**Exercise objective**
Will you write out all the entries below exactly?

**Available data**

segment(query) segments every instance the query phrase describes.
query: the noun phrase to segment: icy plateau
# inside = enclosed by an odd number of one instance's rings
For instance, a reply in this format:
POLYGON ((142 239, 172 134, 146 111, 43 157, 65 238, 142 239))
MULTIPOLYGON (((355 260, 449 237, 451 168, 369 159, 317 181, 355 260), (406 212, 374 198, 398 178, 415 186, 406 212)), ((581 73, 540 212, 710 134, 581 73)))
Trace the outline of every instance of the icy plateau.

**Answer to the problem**
segment(query) segments every instance the query phrase describes.
query: the noun phrase to segment: icy plateau
# inside = enclosed by an odd number of one instance's rings
For instance, a reply in this format:
POLYGON ((142 239, 172 134, 146 111, 43 157, 65 238, 142 239))
MULTIPOLYGON (((355 260, 449 237, 451 168, 369 159, 317 181, 355 260), (406 212, 374 198, 398 178, 415 186, 406 212)), ((581 73, 540 212, 710 134, 581 73)))
Trace the outline of every instance of the icy plateau.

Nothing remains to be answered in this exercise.